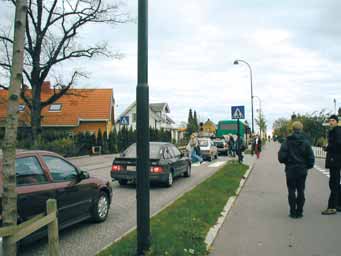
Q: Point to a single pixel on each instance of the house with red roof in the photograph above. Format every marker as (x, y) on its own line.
(79, 110)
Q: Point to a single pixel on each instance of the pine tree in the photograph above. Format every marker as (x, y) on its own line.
(195, 122)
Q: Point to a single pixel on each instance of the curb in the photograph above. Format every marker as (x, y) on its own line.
(213, 232)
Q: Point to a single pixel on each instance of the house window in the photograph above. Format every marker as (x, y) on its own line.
(21, 107)
(55, 107)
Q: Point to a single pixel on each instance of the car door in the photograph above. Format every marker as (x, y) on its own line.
(73, 196)
(181, 160)
(34, 187)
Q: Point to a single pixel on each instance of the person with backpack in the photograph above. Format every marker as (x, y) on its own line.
(333, 163)
(297, 155)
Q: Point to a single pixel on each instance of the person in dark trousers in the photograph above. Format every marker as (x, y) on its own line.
(298, 157)
(333, 163)
(258, 146)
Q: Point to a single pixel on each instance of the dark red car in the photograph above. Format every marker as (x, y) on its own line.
(42, 175)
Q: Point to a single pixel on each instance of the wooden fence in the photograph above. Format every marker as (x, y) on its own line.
(18, 232)
(319, 152)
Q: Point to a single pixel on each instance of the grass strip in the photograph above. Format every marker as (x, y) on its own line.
(181, 228)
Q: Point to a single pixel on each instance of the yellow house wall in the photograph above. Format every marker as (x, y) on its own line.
(93, 127)
(209, 128)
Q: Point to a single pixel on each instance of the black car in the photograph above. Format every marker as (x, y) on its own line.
(43, 175)
(166, 163)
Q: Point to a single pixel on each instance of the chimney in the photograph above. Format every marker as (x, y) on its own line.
(46, 87)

◇ ◇ ◇ ◇

* _EXERCISE TASK_:
Transcribe the listing in full. Omit the pictures and keep every line exact.

* _ANSWER TO THIS EXERCISE_:
Q: Point to a single pixel on each instance of the house with red roof in the photograph above. Format every marker as (x, y) on its own line.
(79, 110)
Q: Point to a single pixel on each instance of the pine tree in the photograph above. Format every marker as (x, y) on its own line.
(195, 122)
Q: Point to a single pixel on each instance of the curb in the photograph above. Format every marker as (x, y) on its own line.
(213, 232)
Q: Point to a single pixel on each instance of the house window in the photograph above. Format every marker as (x, y) on its own line.
(21, 107)
(55, 107)
Q: Point to a single pixel on each instance of the car door in the photograph above. Format every marker as (x, y) on its own line.
(73, 196)
(181, 160)
(34, 187)
Q: Point to a single pixel on each instance of the person with backpack in the photograph above. Format every marker as (x, y) on its own line.
(333, 163)
(297, 155)
Q: Point to a single pixel on each instance of the person in dark trousers in the photograph above. Format every marker as (x, y) on its own line.
(298, 157)
(333, 163)
(258, 146)
Q: Point to a single pixel on each instance of the dark red car in the photograph above. Format every marker as (x, y) on its own line.
(42, 175)
Q: Point to a single pixel on each instance of the wooden fence in the photograph above. Format every marker as (x, y) on its own line.
(18, 232)
(319, 152)
Q: Point to a single pixel on each instance of the grass strip in the photograph above. Format every marker as (x, y) on its own line.
(181, 228)
Q: Point to a single pixel on each instance of the yellow house wall in the photograph above. Format every marker as (x, y) on its own line.
(93, 127)
(209, 128)
Q: Point to a single pixel on each instance of the black car in the photograph above. Format every marker as (x, y) on its own line.
(43, 175)
(166, 163)
Q: Point to a single pixel on each instance of the chimney in the photograph above. Format every marker as (x, y) on its own line.
(46, 87)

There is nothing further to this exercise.